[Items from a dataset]
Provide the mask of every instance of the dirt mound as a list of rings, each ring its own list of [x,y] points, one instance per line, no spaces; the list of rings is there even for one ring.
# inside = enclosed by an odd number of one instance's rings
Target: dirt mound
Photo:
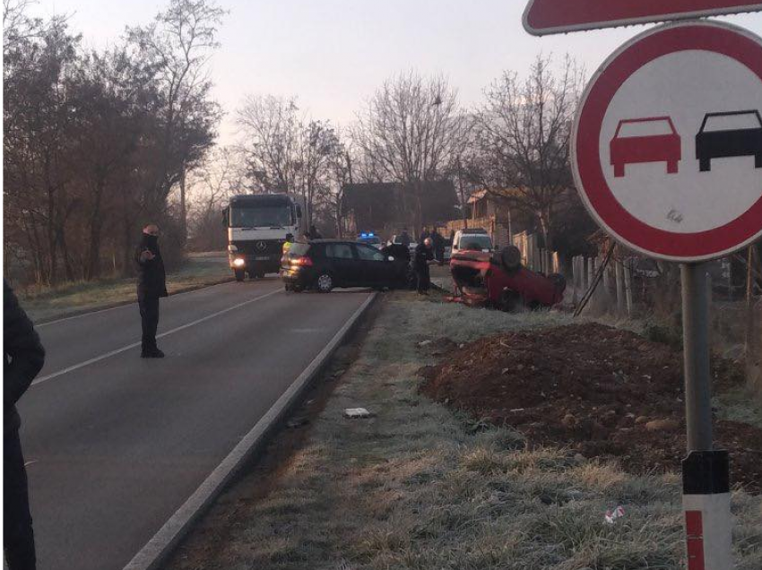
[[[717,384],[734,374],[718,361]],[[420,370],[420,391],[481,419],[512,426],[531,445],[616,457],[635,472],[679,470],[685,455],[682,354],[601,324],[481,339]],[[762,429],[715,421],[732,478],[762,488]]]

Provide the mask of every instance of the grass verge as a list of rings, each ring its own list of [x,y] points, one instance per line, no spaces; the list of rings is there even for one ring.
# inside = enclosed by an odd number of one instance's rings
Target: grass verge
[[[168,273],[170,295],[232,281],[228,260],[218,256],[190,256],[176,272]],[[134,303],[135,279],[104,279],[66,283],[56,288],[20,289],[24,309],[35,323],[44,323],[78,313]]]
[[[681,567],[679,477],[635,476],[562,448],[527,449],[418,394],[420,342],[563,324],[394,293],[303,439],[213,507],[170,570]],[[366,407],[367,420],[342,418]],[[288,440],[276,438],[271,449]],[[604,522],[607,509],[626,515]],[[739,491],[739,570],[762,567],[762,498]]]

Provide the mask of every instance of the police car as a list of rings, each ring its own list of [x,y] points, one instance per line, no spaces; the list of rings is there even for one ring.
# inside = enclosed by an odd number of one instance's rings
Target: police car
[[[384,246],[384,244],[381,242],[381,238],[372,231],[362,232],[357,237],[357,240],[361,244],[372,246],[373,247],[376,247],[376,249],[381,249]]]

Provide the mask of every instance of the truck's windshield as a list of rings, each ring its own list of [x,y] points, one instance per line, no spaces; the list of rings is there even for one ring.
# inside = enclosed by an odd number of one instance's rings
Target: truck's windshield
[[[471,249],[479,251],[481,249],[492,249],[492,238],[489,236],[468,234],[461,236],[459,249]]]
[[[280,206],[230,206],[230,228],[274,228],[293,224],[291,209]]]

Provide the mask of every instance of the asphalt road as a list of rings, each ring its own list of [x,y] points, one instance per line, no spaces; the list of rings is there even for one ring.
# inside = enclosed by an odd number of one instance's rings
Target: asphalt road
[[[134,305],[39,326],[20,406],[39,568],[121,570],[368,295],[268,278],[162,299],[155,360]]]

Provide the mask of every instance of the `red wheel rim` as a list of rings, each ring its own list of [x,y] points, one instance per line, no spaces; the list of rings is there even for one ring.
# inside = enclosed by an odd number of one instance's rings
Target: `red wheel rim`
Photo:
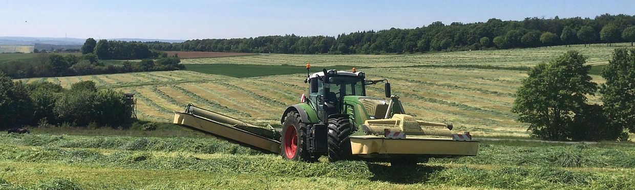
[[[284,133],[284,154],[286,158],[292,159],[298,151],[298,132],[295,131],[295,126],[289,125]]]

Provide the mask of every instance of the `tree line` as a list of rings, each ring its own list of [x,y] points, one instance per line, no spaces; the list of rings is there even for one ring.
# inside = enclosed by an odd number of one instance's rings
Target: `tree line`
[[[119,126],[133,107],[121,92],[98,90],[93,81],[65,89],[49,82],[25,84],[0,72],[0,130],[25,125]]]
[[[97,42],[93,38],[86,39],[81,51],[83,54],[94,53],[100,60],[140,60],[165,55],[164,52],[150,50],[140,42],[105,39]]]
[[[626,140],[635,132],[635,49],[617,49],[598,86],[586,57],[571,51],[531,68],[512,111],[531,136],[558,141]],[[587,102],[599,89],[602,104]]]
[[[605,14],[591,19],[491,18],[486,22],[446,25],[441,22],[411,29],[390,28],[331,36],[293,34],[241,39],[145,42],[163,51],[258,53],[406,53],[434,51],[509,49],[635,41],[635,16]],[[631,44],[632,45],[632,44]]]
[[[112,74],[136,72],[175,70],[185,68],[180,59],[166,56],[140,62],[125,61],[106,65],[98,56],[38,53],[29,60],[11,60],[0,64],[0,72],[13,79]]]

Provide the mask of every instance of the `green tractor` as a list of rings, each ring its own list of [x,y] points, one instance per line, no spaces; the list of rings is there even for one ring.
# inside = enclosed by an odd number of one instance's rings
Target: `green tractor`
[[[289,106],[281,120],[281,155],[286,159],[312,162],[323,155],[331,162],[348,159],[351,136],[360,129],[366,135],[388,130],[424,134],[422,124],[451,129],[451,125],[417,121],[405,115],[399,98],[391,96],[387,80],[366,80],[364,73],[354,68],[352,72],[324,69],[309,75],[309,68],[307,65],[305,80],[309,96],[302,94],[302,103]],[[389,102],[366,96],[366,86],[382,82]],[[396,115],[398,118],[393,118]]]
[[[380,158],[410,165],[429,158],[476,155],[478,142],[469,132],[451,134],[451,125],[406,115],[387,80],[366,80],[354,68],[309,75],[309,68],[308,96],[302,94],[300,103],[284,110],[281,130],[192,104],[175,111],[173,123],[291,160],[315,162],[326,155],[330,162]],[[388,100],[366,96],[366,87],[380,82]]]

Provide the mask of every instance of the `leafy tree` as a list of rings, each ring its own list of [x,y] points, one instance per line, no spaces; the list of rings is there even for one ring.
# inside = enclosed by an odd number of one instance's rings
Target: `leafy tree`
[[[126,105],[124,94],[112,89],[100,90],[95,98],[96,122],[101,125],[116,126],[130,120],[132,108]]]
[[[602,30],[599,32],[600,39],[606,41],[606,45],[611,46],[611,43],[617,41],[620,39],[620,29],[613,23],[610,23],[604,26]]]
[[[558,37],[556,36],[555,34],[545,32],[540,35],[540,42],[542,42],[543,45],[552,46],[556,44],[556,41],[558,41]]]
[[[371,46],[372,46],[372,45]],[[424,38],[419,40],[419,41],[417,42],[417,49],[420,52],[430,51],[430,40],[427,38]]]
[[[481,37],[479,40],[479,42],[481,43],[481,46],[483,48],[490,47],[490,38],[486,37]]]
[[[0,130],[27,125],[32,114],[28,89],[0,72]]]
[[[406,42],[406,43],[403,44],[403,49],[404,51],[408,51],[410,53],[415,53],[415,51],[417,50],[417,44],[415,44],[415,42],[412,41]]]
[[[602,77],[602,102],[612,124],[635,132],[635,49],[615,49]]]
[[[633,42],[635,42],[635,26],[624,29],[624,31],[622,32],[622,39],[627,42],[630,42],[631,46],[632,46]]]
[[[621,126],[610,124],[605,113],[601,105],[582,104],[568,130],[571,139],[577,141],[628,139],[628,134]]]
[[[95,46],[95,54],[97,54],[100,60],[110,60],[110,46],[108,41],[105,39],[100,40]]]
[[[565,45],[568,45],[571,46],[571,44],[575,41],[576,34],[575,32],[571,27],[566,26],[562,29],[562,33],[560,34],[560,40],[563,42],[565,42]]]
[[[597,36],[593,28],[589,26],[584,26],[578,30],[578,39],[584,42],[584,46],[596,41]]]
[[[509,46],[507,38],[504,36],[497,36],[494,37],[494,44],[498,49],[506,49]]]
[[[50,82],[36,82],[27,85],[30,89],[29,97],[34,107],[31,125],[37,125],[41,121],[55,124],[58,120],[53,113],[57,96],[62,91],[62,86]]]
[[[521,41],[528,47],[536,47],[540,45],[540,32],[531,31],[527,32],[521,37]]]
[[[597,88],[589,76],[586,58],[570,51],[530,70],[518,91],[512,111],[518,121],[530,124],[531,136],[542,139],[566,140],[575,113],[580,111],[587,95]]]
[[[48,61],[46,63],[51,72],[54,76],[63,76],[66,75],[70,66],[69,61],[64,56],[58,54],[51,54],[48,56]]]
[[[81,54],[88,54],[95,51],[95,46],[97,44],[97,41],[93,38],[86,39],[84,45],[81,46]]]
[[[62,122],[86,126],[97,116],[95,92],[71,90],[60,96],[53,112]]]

**Task prompt**
Copy all of the data above word for word, leaving out the pictures.

**Answer to the problem**
Provide the mask of every instance of the dirt mound as a list of rings, each ring its own list of [x,y] points, one instance per line, no spaces; the list of rings is there even for one ring.
# inside = enclosed by an odd number of one instance's rings
Target: dirt mound
Photo:
[[[717,384],[734,374],[718,361]],[[420,370],[420,391],[481,419],[512,426],[531,445],[616,457],[635,472],[679,470],[685,455],[682,354],[601,324],[481,339]],[[762,429],[715,421],[732,478],[762,488]]]

Provide the mask of every instance of the grass verge as a list of rings, each ring its own list of [x,y] points, one instance per line, no spaces; the list of rings is there even for one ring.
# inside = enclosed by an odd number of one instance's rings
Target: grass verge
[[[168,273],[170,295],[232,281],[228,260],[218,256],[190,256],[176,272]],[[134,303],[135,279],[104,279],[66,283],[56,288],[20,289],[24,309],[35,323],[44,323],[78,313]]]
[[[681,567],[679,477],[635,476],[562,448],[527,449],[418,394],[420,342],[563,324],[394,293],[303,439],[213,507],[170,570]],[[366,407],[367,420],[342,418]],[[288,440],[276,438],[271,449]],[[604,522],[607,509],[626,515]],[[739,491],[739,570],[762,567],[762,498]]]

Provide the mask of every instance of the police car as a list of rings, each ring its own list of [x,y] points, one instance per line, no spaces; the list of rings is there even for one ring.
# inside = enclosed by an odd number of one instance's rings
Target: police car
[[[384,246],[384,244],[381,242],[381,238],[372,231],[362,232],[357,237],[357,240],[361,244],[372,246],[373,247],[376,247],[376,249],[381,249]]]

Provide the mask of every instance of the truck's windshield as a list of rings, each ring its own list of [x,y] points, one instance per line, no spaces; the list of rings is there even for one ring.
# inside = enclosed by an odd number of one instance's rings
Target: truck's windshield
[[[471,249],[479,251],[481,249],[492,249],[492,238],[489,236],[468,234],[461,236],[459,249]]]
[[[280,206],[230,206],[230,228],[274,228],[293,224],[291,209]]]

Provide the mask of every instance of the asphalt road as a list of rings, each ring its own list of [x,y] points, one instance per line, no spaces; the list of rings is there even for one ring.
# inside = enclosed by an odd number of one instance's rings
Target: asphalt road
[[[134,305],[39,326],[20,406],[39,568],[121,570],[368,295],[268,278],[162,299],[155,360]]]

Provide the mask of every instance of the `red wheel rim` as a list of rings, each ring its own list of [x,y] points, one instance per line, no spaces; the list of rings is there even for one ring.
# inside = enclosed by an odd number of one instance's rings
Target: `red wheel rim`
Photo:
[[[284,133],[284,154],[286,158],[292,159],[298,151],[298,132],[295,131],[295,126],[289,125]]]

Provide the mask of every instance of the `tree line` as a list of rings, each ring its own list of [x,y] points, one instance per line, no spaces; the list of rings is there even for one ring.
# inside = enclosed by an odd number of one instance's rings
Target: `tree line`
[[[119,126],[133,107],[121,92],[98,90],[93,81],[65,89],[49,82],[25,84],[0,72],[0,130],[25,125]]]
[[[97,42],[93,38],[86,39],[81,51],[83,54],[94,53],[100,60],[140,60],[165,55],[164,52],[150,50],[140,42],[105,39]]]
[[[626,140],[635,132],[635,49],[617,49],[598,86],[586,57],[571,51],[531,68],[512,111],[531,136],[558,141]],[[587,102],[599,89],[602,104]]]
[[[605,14],[591,19],[491,18],[486,22],[446,25],[441,22],[411,29],[390,28],[331,36],[293,34],[241,39],[145,42],[163,51],[258,53],[406,53],[434,51],[509,49],[635,41],[635,16]],[[631,44],[632,45],[632,44]]]
[[[112,74],[136,72],[175,70],[185,68],[180,59],[166,56],[140,62],[125,61],[106,65],[98,56],[38,53],[29,60],[11,60],[0,64],[0,72],[13,79]]]

Provide the mask of every instance of the `green tractor` as a list of rings, each ring its own list of [x,y] points, one instance per line, no spaces; the list of rings is there even for one ring.
# inside = enclosed by an odd number of one instance's rings
Target: `green tractor`
[[[289,106],[281,120],[281,155],[286,159],[312,162],[323,155],[331,162],[348,159],[351,136],[360,129],[366,135],[388,130],[424,134],[422,124],[451,129],[451,125],[417,121],[405,115],[399,98],[391,96],[387,80],[366,80],[364,73],[354,68],[352,72],[324,69],[309,75],[309,68],[307,65],[305,80],[309,96],[302,94],[302,103]],[[389,102],[366,96],[366,86],[382,82]],[[396,115],[398,118],[393,118]]]
[[[380,158],[410,165],[429,158],[476,155],[478,142],[469,132],[451,134],[451,125],[406,115],[387,80],[366,80],[354,68],[309,75],[309,68],[308,96],[302,94],[300,103],[284,110],[281,130],[192,104],[175,111],[173,123],[291,160],[315,162],[326,155],[330,162]],[[388,100],[366,96],[366,87],[380,82]]]

Provide the mask of every instance of the `leafy tree` as a list of rings, each ring its own list of [x,y] points, one instance per line, no spaces; the list of rings is there even for one ring.
# inside = enclosed by an odd number of one instance's rings
Target: `leafy tree`
[[[126,105],[124,94],[112,89],[100,90],[95,98],[96,122],[101,125],[116,126],[130,120],[132,108]]]
[[[602,30],[599,32],[600,39],[606,41],[606,45],[611,46],[611,43],[617,41],[620,39],[620,29],[613,23],[610,23],[604,26]]]
[[[558,37],[556,36],[555,34],[545,32],[540,35],[540,42],[542,42],[543,45],[552,46],[556,44],[556,41],[558,41]]]
[[[371,46],[372,46],[372,45]],[[424,38],[419,40],[419,41],[417,42],[417,49],[420,52],[430,51],[430,40],[427,38]]]
[[[481,37],[479,40],[479,42],[481,43],[481,46],[483,48],[490,47],[490,38],[486,37]]]
[[[0,130],[27,125],[32,114],[28,89],[0,72]]]
[[[406,42],[406,43],[403,44],[403,49],[404,51],[408,51],[410,53],[415,53],[415,51],[417,50],[417,44],[415,44],[415,42],[412,41]]]
[[[602,77],[602,102],[612,124],[635,132],[635,49],[615,49]]]
[[[633,42],[635,42],[635,26],[624,29],[624,31],[622,32],[622,39],[627,42],[630,42],[631,46],[632,46]]]
[[[621,126],[610,124],[605,113],[601,105],[582,104],[568,130],[571,139],[577,141],[628,139],[628,134]]]
[[[95,46],[95,54],[97,54],[100,60],[110,60],[110,46],[108,41],[105,39],[100,40]]]
[[[565,45],[568,45],[571,46],[571,44],[575,41],[576,34],[575,32],[571,27],[566,26],[562,29],[562,33],[560,34],[560,40],[563,42],[565,42]]]
[[[597,36],[593,28],[589,26],[584,26],[578,30],[578,39],[584,42],[584,46],[596,41]]]
[[[509,46],[507,38],[504,36],[497,36],[494,37],[494,44],[498,49],[506,49]]]
[[[50,82],[36,82],[27,85],[30,89],[29,97],[34,107],[31,125],[37,125],[41,121],[55,124],[58,120],[53,113],[57,96],[62,91],[62,86]]]
[[[521,41],[528,47],[536,47],[540,45],[540,32],[531,31],[527,32],[521,37]]]
[[[597,88],[589,76],[586,58],[570,51],[530,70],[518,91],[512,111],[518,121],[530,124],[531,136],[542,139],[566,140],[575,113],[580,111],[587,95]]]
[[[48,61],[46,63],[51,72],[54,76],[63,76],[66,75],[70,66],[69,61],[64,56],[58,54],[51,54],[48,56]]]
[[[81,54],[88,54],[95,51],[95,46],[97,44],[97,41],[93,38],[86,39],[84,45],[81,46]]]
[[[62,122],[86,126],[97,116],[95,92],[71,90],[60,96],[53,112]]]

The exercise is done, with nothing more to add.